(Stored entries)

Start of Block

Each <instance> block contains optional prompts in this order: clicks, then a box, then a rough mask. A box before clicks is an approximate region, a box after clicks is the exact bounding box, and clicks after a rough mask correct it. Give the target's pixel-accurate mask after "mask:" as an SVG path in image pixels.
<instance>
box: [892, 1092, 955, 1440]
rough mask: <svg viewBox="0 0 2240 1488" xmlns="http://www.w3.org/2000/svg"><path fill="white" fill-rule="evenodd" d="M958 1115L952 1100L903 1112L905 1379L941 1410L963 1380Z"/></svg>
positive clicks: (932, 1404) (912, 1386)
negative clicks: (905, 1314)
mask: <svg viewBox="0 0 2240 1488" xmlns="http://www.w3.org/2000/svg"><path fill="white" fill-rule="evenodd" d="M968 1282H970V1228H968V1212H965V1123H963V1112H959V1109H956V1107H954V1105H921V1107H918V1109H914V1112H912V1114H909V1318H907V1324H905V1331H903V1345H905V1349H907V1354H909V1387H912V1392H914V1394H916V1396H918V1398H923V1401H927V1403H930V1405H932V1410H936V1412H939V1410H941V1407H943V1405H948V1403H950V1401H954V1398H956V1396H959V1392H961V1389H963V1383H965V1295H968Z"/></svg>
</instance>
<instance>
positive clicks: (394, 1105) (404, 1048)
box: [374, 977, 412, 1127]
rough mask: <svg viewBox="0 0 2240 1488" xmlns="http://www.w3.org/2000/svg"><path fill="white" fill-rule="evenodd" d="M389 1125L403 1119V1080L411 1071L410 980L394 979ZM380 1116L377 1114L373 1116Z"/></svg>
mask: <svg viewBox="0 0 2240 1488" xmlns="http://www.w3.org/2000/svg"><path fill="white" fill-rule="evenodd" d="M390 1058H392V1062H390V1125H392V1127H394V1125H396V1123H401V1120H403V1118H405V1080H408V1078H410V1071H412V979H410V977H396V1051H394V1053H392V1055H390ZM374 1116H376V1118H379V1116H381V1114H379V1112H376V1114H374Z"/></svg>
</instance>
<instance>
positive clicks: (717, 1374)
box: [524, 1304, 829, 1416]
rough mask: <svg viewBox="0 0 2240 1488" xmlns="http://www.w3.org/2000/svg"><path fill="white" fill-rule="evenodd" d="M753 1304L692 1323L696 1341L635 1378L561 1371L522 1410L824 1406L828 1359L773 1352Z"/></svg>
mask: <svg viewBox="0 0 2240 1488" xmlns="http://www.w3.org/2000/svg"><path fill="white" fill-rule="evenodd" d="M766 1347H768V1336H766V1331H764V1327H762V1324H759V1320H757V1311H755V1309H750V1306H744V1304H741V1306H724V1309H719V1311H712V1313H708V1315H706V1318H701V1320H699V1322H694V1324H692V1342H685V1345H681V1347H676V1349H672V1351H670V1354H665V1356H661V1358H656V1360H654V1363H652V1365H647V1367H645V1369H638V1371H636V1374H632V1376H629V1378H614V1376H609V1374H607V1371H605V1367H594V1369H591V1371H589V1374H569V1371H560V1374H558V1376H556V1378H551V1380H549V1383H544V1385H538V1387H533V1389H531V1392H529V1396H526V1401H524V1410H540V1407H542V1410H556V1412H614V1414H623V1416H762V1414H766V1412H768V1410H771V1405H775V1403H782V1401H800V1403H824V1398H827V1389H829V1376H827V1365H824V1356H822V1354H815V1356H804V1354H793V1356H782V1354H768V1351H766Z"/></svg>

End of Block

#### TASK INSTRUCTIONS:
All entries above must be reproduced without a single change.

#### SOLUTION:
Each <instance> block contains optional prompts in this order: clicks, then a box, then a rough mask. A box before clicks is an approximate region, a box after clicks is the exact bounding box, and clicks after a rough mask correct it. Give the target's pixel-accurate mask after "mask:" as an SVG path in image pixels.
<instance>
box: [892, 1092, 955, 1440]
rough mask: <svg viewBox="0 0 2240 1488" xmlns="http://www.w3.org/2000/svg"><path fill="white" fill-rule="evenodd" d="M958 1115L952 1100L903 1112L905 1379L941 1410L963 1380Z"/></svg>
positive clicks: (932, 1404) (912, 1386)
negative clicks: (905, 1314)
mask: <svg viewBox="0 0 2240 1488" xmlns="http://www.w3.org/2000/svg"><path fill="white" fill-rule="evenodd" d="M968 1282H970V1228H968V1212H965V1123H963V1112H959V1109H956V1107H954V1105H921V1107H918V1109H914V1112H912V1114H909V1318H907V1324H905V1331H903V1345H905V1349H907V1354H909V1387H912V1392H914V1394H916V1396H918V1398H923V1401H927V1403H930V1405H932V1410H936V1412H939V1410H941V1407H943V1405H948V1403H950V1401H954V1398H956V1396H959V1392H961V1389H963V1383H965V1295H968Z"/></svg>
</instance>
<instance>
positive clicks: (394, 1105) (404, 1048)
box: [374, 977, 412, 1127]
rough mask: <svg viewBox="0 0 2240 1488" xmlns="http://www.w3.org/2000/svg"><path fill="white" fill-rule="evenodd" d="M389 1125L403 1119V1080L411 1071L410 980L394 979ZM380 1116L377 1114L373 1116Z"/></svg>
mask: <svg viewBox="0 0 2240 1488" xmlns="http://www.w3.org/2000/svg"><path fill="white" fill-rule="evenodd" d="M390 1058H392V1062H390V1125H392V1127H394V1125H396V1123H401V1120H403V1118H405V1080H408V1078H410V1071H412V979H410V977H396V1051H394V1053H392V1055H390ZM374 1116H376V1118H379V1116H381V1114H379V1112H376V1114H374Z"/></svg>
</instance>
<instance>
positive clicks: (717, 1374)
box: [524, 1304, 829, 1416]
rough mask: <svg viewBox="0 0 2240 1488" xmlns="http://www.w3.org/2000/svg"><path fill="white" fill-rule="evenodd" d="M753 1304L692 1323L696 1341L635 1378L561 1371L522 1410L824 1406L828 1359L773 1352Z"/></svg>
mask: <svg viewBox="0 0 2240 1488" xmlns="http://www.w3.org/2000/svg"><path fill="white" fill-rule="evenodd" d="M766 1347H768V1336H766V1331H764V1327H762V1324H759V1320H757V1311H755V1309H750V1306H744V1304H741V1306H724V1309H719V1311H712V1313H708V1315H706V1318H701V1320H699V1322H694V1324H692V1342H685V1345H681V1347H676V1349H672V1351H670V1354H665V1356H661V1358H656V1360H654V1363H652V1365H647V1367H645V1369H638V1371H636V1374H632V1376H629V1378H614V1376H609V1374H607V1371H605V1367H594V1369H591V1371H589V1374H569V1371H560V1374H558V1376H556V1378H551V1380H549V1383H544V1385H538V1387H533V1389H531V1392H529V1396H526V1401H524V1410H540V1407H542V1410H556V1412H614V1414H623V1416H762V1414H766V1412H768V1410H771V1405H775V1403H782V1401H800V1403H824V1398H827V1389H829V1376H827V1365H824V1356H822V1354H815V1356H804V1354H793V1356H782V1354H768V1351H766Z"/></svg>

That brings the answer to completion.